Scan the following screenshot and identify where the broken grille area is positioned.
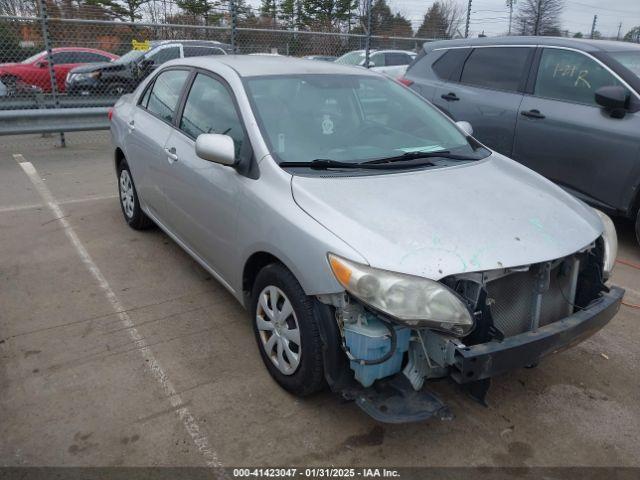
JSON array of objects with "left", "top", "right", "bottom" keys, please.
[{"left": 486, "top": 258, "right": 578, "bottom": 337}]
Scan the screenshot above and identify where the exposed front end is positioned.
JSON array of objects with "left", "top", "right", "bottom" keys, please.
[{"left": 324, "top": 239, "right": 623, "bottom": 423}]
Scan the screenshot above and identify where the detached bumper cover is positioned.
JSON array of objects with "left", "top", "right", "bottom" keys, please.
[{"left": 452, "top": 286, "right": 624, "bottom": 383}]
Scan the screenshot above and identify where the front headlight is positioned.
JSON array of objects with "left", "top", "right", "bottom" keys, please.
[
  {"left": 328, "top": 254, "right": 474, "bottom": 336},
  {"left": 69, "top": 71, "right": 100, "bottom": 82},
  {"left": 594, "top": 209, "right": 618, "bottom": 279}
]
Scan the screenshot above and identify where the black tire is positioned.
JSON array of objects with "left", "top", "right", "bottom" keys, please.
[
  {"left": 107, "top": 83, "right": 127, "bottom": 97},
  {"left": 251, "top": 263, "right": 326, "bottom": 396},
  {"left": 635, "top": 208, "right": 640, "bottom": 247},
  {"left": 117, "top": 159, "right": 154, "bottom": 230}
]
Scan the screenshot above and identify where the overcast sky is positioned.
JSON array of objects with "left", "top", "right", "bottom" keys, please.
[{"left": 387, "top": 0, "right": 640, "bottom": 38}]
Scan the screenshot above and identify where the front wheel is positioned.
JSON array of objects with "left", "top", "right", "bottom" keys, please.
[
  {"left": 251, "top": 263, "right": 326, "bottom": 396},
  {"left": 117, "top": 160, "right": 154, "bottom": 230}
]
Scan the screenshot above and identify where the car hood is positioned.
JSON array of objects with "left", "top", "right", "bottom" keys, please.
[
  {"left": 291, "top": 153, "right": 603, "bottom": 280},
  {"left": 68, "top": 62, "right": 122, "bottom": 74}
]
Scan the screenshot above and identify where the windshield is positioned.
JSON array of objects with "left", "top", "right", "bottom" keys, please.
[
  {"left": 335, "top": 51, "right": 365, "bottom": 65},
  {"left": 608, "top": 51, "right": 640, "bottom": 77},
  {"left": 21, "top": 51, "right": 44, "bottom": 64},
  {"left": 245, "top": 74, "right": 486, "bottom": 166},
  {"left": 115, "top": 49, "right": 145, "bottom": 64}
]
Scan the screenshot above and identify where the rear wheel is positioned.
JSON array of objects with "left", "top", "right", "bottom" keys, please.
[
  {"left": 635, "top": 208, "right": 640, "bottom": 247},
  {"left": 251, "top": 263, "right": 325, "bottom": 396},
  {"left": 117, "top": 159, "right": 153, "bottom": 230}
]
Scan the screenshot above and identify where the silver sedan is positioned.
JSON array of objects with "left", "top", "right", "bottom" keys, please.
[{"left": 110, "top": 56, "right": 622, "bottom": 423}]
--------------------------------------------------
*WHAT YOU SHOULD DO:*
Number of lines with the string "positioned" in the data above: report this figure and nothing more.

*WRITTEN SOLUTION:*
11